Task statement: Convert every line of the data below into a JSON list of strings, one string per line, and leave out any blank lines.

Data supplied:
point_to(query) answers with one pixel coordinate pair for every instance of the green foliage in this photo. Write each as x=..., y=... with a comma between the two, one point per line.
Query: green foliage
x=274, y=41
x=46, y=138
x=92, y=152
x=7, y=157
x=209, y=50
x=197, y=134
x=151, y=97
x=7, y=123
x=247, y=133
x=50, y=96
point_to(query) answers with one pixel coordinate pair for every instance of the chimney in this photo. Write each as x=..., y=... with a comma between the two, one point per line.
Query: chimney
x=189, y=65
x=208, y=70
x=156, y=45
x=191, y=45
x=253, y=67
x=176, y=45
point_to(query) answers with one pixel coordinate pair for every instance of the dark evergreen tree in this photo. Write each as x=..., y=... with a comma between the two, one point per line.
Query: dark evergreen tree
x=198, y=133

Answer for the task:
[
  "point_to(query) answers with one pixel coordinate pair for every instance of the green foliage in this photo. Write each as x=..., y=... with a comma between the two, one point per line.",
  "Query: green foliage",
  "x=274, y=41",
  "x=46, y=138",
  "x=92, y=152",
  "x=7, y=157",
  "x=209, y=50",
  "x=197, y=134",
  "x=151, y=97",
  "x=7, y=123",
  "x=247, y=133",
  "x=50, y=96",
  "point_to(query) answers with one pixel coordinate pair for every instance of the chimney in this photo. Write each as x=..., y=... with a comma between the two, one point per line.",
  "Query: chimney",
  "x=189, y=65",
  "x=208, y=70",
  "x=156, y=45",
  "x=191, y=45",
  "x=253, y=67",
  "x=176, y=45",
  "point_to(query) answers with one pixel coordinate pair for every instance of the dark evergreen tree in this photo. Write each as x=..., y=... with a comma between the two, one point per line.",
  "Query: dark evergreen tree",
  "x=198, y=133"
]